**Page extract**

Buro 24/7 founder, Miroslava Duma speaks to Axel Dumas about the French maison's strong heritage and the impact of the digital world on the 180-year-old brand

Your background is in banking. Why did you eventually decide to join the family business? 
To be frank, I had never imagined myself working for Hermès. It was mostly the work of my uncle, who was the CEO then, and my mother, who was the managing director of production. It was their thing and, quite frankly, it took up a lot of family time! (laughs). My first introduction to the brand was when I was 14. I tried to learn how to stitch but I couldn't even stitch in a straight line.

So you started out as an intern?
Yes, an intern. I'm very bad at stitching. I can't stitch to save my life but I can polish pretty well (laughs). After I completed my studies in political science, I really wanted to go to China and applied for a lot of jobs there. The only one that was suitable for me was banking so that's why I started there. It was actually quite a lot of fun.

We are over 180 years old, but we have always managed to keep up with the times and reinvent ourselves. 

Why China? Why not Russia, for example? 
Russia was in second place. It was my interest in literature that made me want to go to these countries — Fyodor Mikhailovich Dostoyevsky for Russia and André Malraux's La Condition Humaine for China. I wanted to experience something different from New York or London — something a little bit more exotic. I went to China for two years, then I worked in Paris for a bank. After that, I spent four years in New York. When I was in New York, my uncle Jean-Louis Dumas, who was the CEO then, came to see me. He was starting to get sick and asked me if I would like to join the company. I admit I was quite surprised, but I said yes.

Because you can't you really say no to Hermès...
Maybe it would have been wiser to say no, so that they'd court me a little bit harder. But I did say yes, and he asked me what I wanted to do.

Did you know that you wanted to be the CEO then?

**Records from a data source**
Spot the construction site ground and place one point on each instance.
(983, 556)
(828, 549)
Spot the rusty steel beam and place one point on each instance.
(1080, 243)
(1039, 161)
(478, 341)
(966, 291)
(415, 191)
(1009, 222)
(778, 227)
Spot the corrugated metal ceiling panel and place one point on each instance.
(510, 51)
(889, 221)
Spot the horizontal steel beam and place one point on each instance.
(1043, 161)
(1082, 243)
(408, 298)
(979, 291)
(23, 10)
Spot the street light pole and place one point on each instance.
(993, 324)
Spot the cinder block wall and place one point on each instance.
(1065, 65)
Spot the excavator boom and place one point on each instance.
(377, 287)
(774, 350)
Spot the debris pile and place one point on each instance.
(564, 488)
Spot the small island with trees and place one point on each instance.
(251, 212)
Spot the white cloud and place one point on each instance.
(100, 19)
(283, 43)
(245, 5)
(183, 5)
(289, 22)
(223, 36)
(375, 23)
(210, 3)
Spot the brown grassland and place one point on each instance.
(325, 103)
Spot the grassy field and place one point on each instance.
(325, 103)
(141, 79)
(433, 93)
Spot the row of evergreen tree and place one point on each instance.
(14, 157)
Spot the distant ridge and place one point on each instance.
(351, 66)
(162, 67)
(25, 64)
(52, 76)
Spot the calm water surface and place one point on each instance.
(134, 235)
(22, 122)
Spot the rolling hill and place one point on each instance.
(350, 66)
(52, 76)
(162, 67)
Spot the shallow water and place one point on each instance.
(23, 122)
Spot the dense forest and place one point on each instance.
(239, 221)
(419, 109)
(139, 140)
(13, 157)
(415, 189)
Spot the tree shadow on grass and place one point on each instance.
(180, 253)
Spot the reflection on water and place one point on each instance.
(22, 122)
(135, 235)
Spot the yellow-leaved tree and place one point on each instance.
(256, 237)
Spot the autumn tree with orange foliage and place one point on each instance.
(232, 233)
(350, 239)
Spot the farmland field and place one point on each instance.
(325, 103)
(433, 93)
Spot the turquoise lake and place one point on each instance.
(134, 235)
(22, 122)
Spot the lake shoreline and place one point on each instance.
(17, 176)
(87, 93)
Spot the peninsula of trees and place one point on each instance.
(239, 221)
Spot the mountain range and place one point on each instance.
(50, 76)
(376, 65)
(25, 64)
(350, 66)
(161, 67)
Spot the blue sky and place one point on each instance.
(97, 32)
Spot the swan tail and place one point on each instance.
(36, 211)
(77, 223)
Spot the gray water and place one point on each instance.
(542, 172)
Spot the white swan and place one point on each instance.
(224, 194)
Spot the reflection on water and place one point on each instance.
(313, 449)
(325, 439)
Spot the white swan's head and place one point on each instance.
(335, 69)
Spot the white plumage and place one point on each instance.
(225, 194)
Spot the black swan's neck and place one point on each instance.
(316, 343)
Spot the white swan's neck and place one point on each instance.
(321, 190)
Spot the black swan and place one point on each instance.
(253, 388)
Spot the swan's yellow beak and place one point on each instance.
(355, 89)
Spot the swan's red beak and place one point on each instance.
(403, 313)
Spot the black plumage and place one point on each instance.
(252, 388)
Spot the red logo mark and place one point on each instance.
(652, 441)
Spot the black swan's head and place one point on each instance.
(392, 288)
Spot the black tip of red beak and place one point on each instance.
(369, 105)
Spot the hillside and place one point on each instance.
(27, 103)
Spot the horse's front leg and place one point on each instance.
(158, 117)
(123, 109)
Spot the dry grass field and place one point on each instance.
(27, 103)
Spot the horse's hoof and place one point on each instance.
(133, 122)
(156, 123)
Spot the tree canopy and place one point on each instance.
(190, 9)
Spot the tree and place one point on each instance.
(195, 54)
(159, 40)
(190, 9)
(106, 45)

**Challenges**
1) List every person named in the Hermès interview, as the text gives the names.
2) Proceed with the Hermès interview from the point where it stops.

**Results by task**
1) Miroslava Duma, Axel Dumas, Fyodor Mikhailovich Dostoyevsky, André Malraux, Jean-Louis Dumas

2)
No. I was very much humbled (laughs). I just said: "Anything that you think would be better for the company except finance." So he made me start in finance for a year and then I was assigned to be a retail manager for France. At that time, I took over the smallest métier of Hermès, which happened to be jewellery. Now, it's one of the brands fastest growing métiers.
Axel Dumas
It was a great achievement and victory to be able to keep the brand independent. How did the company and team manage to do that?
Let's look at things in perspective. I'm the sixth generation of the family. Hermès has been a family business for almost 180 years. It's important for the brand to be a family-owned company because we want to keep the values of the brand alive and true to its craftsmanship, quality and spirit that makes Hermès what it is. There is no marketing department, there's freedom of buying and there are a lot of things, which are a little bit crazy. That's why we were fighting for Hermès' independence in terms of shareholding. We also knew that we didn't want to depend on banks so we tried our best to be cautious.

That is why I feel that Hermès is unique and what you've done is literally a victory.
Yes, I hope to keep it that way. I love Hermès and I can fully understand why others want to love it too (laughs).

They just can't resist...
Maybe they can't resist. But everyone can resist everything except temptation (laughs). But for us it was not a question of finance, it was a question of principle. The family decided to put our 51% shares in the holding company because it took a lot of their holdings. But having said that, it took probably less than an hour of discussions to come to that decision. They said, "If it's a good thing to protect Hermès, then we are all in agreement and we will sign it". It reflects a big commitment from the family to the company and also a big commitment from the staff to help us stay independent.

Do you think Hermès will be able to continue being independent in the future?
We will do everything we can to keep Hermès independent. I'm quite confident we will manage that. I'm not sure if there will be other battles or if there will be people who will try to conquer us, but it seems like if you work very hard, you sometimes encourage envy.

In your view, what are the most important things when managing a company like Hermès?
I think there are two things that are most important. The first is respecting and maintaining your heritage, which for us means retaining very strong craftsmanship and respecting our history. The second is to not be afraid of change when change is needed in order to remain relevant in the contemporary world. We are over 180 years old, but we have always managed to keep up with the times and reinvent ourselves.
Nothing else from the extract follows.